# Instruction 1:
Write out the records without any changes, starting at the line that contains "For the benchmark, pin each instance of the herd" and continuing through the last line of the records, with both ends included.

# Text provided:
···

18      Erpenbach does not dispute that the e-mails themselves are public records, nor could he successfully do so.  The e-mails were sent to an elected lawmaker generally for the purpose of influencing the lawmaker’s position on public policy, and they were maintained on a government e-mail system.  Erpenbach acknowledges in his appellate brief that the e-mails “concern[] pending legislation that would impact every tax paying citizen of the State” and that the “concerns of citizens helped shape his official acts” concerning collective bargaining legislation.  Without question, the e-mails relate to “the affairs of government,” “the official acts” of a public officer, and have a clear connection to a government function—enactment of public policy.  See Wis. Stat. § 19.31; Schill, 327 Wis. 2d 572, ¶¶22, 80-81, 119 (plurality opinion).  The e-mails are public records.[5] 

19      Erpenbach asserts, however, that the redacted portions of the e-mails are “purely personal” and therefore not subject to disclosure.  Personal finance or health information of e-mail senders is not at issue,[6] but only information such as names and e-mail addresses, which would identify the senders and from where the e-mails were sent.  Erpenbach has identified no statutory or common law exception to disclosure of this identifying information, but contends the information has “no connection” to his ‘“official acts’ … [or] to his ‘government function,’” and, therefore, is not subject to disclosure.  The Institute argues that “who” is attempting to influence a legislator is an “integral part” of the communication itself and relates to the affairs of government and Erpenbach’s official acts, and it further asserts that from “where” the e-mails were sent is also of interest to the public.  Again, we agree with the Institute.

···

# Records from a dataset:
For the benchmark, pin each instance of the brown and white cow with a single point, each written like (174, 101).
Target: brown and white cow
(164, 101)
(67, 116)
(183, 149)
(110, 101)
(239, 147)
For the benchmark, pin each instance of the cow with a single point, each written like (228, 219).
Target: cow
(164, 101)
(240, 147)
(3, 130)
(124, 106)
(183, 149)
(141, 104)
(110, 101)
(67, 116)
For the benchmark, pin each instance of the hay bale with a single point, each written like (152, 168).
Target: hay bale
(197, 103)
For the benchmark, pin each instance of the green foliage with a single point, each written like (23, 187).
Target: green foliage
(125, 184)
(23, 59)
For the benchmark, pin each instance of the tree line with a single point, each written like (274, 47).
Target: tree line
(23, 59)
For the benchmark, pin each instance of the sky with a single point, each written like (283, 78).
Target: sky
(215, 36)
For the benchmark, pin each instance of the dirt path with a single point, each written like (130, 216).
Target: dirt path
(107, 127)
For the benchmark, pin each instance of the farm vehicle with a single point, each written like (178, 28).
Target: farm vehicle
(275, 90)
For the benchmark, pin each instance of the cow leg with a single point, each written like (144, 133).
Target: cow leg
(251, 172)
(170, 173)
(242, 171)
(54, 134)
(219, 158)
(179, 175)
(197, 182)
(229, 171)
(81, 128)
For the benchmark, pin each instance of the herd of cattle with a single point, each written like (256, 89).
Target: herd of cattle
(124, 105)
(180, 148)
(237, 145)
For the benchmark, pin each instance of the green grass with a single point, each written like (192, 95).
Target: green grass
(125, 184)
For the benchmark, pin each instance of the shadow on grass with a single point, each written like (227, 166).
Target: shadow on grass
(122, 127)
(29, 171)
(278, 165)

···

# Instruction 2:
According to the excerpt about Erpenbach's e-mails, what kind of information is at issue in the redacted portions?

# Output 1:
For the benchmark, pin each instance of the herd of cattle with a single point, each written like (256, 89).
Target: herd of cattle
(124, 105)
(180, 148)
(237, 145)
For the benchmark, pin each instance of the green grass with a single point, each written like (192, 95).
Target: green grass
(125, 184)
For the benchmark, pin each instance of the shadow on grass with a single point, each written like (227, 166).
Target: shadow on grass
(122, 127)
(29, 171)
(278, 165)

# Output 2:
Information such as names and e-mail addresses, which would identify the senders and where the e-mails were sent from.